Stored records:
►

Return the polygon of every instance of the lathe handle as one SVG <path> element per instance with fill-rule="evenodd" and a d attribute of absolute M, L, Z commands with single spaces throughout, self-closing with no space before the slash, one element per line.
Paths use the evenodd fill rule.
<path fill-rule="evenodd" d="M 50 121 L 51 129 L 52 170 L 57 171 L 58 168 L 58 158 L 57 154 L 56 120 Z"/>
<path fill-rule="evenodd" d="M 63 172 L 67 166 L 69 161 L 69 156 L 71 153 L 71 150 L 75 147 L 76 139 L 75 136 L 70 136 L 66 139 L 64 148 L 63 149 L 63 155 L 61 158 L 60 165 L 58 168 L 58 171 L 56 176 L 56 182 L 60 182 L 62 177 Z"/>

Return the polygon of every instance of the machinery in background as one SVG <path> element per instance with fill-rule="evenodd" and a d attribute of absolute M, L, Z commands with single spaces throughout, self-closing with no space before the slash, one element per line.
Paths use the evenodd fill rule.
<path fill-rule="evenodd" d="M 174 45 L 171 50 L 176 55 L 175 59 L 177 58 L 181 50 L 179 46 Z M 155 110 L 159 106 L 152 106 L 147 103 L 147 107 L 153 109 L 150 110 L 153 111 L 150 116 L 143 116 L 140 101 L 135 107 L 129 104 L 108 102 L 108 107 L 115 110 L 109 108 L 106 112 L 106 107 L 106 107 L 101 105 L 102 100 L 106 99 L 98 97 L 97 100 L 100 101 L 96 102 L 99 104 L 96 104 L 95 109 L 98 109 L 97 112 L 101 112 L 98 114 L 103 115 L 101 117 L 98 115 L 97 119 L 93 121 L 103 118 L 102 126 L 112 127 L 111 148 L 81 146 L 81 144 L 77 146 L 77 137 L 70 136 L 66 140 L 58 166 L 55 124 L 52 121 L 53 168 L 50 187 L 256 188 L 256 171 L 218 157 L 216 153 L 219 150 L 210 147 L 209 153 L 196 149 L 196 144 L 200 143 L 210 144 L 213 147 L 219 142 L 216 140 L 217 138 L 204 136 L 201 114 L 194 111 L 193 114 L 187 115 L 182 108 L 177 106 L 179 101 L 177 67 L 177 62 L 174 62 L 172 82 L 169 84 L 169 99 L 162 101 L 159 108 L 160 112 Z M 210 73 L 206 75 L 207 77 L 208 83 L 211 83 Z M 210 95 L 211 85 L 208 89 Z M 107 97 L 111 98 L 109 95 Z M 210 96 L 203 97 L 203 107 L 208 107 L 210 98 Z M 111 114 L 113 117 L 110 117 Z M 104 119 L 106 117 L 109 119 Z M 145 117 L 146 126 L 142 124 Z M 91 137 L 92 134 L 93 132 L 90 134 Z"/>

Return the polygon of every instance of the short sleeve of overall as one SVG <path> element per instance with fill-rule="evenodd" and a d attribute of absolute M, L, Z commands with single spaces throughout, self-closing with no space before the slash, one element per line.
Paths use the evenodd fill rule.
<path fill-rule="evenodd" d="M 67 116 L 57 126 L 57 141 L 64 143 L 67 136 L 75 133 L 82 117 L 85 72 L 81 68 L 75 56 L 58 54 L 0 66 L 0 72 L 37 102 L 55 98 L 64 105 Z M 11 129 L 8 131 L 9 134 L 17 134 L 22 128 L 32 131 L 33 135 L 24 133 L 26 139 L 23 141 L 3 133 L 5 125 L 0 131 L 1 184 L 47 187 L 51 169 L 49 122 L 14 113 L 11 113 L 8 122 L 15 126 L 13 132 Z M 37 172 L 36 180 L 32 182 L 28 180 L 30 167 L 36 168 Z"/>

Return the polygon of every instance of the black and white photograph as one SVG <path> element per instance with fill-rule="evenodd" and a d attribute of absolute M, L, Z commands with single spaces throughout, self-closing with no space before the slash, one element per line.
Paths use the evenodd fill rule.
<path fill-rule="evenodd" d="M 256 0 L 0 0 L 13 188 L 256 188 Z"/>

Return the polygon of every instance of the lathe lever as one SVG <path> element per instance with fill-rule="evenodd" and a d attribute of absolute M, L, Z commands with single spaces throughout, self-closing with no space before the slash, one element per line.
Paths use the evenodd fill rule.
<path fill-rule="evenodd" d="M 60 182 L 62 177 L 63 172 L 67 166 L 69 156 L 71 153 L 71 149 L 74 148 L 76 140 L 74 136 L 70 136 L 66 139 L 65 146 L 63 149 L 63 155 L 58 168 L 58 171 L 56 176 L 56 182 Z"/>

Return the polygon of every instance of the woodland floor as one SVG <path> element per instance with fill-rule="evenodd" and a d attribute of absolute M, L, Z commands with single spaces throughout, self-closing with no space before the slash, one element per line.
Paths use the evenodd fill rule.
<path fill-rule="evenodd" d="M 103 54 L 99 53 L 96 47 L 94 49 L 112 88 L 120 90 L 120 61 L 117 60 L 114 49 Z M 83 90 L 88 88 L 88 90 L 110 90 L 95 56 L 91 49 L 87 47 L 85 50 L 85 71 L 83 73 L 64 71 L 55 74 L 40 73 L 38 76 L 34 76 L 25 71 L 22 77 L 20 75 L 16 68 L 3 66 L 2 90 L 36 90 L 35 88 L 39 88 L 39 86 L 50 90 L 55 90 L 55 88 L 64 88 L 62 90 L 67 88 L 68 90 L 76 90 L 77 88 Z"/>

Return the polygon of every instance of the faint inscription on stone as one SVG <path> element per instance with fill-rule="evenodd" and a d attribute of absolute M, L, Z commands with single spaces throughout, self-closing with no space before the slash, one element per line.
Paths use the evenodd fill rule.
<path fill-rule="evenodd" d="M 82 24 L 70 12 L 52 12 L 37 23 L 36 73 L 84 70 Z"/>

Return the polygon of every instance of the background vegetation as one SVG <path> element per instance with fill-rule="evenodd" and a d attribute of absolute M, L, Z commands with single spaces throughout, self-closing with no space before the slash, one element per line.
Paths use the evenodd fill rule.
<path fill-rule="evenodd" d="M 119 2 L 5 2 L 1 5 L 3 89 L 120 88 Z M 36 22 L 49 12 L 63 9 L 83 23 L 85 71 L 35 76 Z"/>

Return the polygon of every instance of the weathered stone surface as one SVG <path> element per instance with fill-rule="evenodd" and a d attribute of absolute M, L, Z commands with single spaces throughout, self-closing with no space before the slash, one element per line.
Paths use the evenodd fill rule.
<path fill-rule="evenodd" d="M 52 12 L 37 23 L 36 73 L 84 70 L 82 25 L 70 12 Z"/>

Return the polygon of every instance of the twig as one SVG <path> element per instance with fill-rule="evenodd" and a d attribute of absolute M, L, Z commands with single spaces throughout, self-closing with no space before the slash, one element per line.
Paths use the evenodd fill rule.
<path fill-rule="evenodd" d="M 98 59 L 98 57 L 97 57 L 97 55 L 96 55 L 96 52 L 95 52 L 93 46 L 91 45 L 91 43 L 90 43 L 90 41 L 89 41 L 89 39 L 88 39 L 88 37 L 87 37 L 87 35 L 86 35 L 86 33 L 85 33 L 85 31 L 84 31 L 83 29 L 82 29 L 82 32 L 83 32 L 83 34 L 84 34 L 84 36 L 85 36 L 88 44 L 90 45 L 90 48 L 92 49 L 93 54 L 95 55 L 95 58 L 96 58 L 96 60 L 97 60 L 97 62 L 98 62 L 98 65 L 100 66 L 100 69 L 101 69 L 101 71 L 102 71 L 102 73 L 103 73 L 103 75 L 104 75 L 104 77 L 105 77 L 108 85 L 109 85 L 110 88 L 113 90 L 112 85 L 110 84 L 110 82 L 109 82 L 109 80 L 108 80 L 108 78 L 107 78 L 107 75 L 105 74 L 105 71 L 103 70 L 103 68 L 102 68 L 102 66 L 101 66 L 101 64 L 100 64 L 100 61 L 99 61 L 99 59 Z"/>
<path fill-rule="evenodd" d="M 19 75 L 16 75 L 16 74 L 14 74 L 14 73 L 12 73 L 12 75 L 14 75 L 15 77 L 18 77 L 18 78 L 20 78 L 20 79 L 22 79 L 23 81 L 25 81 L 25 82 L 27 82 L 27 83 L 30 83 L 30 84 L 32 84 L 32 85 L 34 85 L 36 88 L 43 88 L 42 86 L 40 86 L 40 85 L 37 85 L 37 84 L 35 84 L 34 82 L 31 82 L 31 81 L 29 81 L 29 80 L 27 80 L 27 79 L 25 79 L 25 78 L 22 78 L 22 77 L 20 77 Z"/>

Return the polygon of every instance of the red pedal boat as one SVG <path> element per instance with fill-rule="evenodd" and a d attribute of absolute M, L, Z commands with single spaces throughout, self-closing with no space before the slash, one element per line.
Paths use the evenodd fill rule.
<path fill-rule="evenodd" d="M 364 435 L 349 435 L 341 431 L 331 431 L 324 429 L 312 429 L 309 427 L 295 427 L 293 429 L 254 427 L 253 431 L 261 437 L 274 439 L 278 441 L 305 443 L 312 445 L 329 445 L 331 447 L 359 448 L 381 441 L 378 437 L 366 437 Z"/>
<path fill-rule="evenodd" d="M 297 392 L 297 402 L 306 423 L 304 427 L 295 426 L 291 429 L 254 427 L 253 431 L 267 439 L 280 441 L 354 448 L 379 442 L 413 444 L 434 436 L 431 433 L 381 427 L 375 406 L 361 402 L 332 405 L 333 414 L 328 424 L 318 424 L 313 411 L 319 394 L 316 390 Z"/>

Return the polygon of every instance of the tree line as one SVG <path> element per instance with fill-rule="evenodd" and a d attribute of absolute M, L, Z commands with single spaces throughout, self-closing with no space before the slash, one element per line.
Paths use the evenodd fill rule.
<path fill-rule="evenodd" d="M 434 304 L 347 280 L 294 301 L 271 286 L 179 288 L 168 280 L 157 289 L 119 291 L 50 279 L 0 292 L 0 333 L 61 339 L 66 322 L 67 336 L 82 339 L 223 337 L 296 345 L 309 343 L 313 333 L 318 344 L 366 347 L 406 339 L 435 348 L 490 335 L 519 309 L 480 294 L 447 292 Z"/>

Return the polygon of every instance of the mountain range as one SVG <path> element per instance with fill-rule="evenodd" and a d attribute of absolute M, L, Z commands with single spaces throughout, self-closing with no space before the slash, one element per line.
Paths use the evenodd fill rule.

◄

What you have to do:
Please convert the lines starting at the beginning of the records and ending at the line that contains "50 121 L 51" into a JSON list of strings, one string per line, with blank lines left out.

Task response:
[
  "Return the polygon of every instance of the lathe handle as one SVG <path> element per instance with fill-rule=\"evenodd\" and a d attribute of absolute M, L, Z commands with single spaces throughout, self-closing with no space before the slash, one element per line.",
  "Paths use the evenodd fill rule.",
  "<path fill-rule=\"evenodd\" d=\"M 50 121 L 51 129 L 52 170 L 57 171 L 58 168 L 58 158 L 57 154 L 56 120 Z\"/>"
]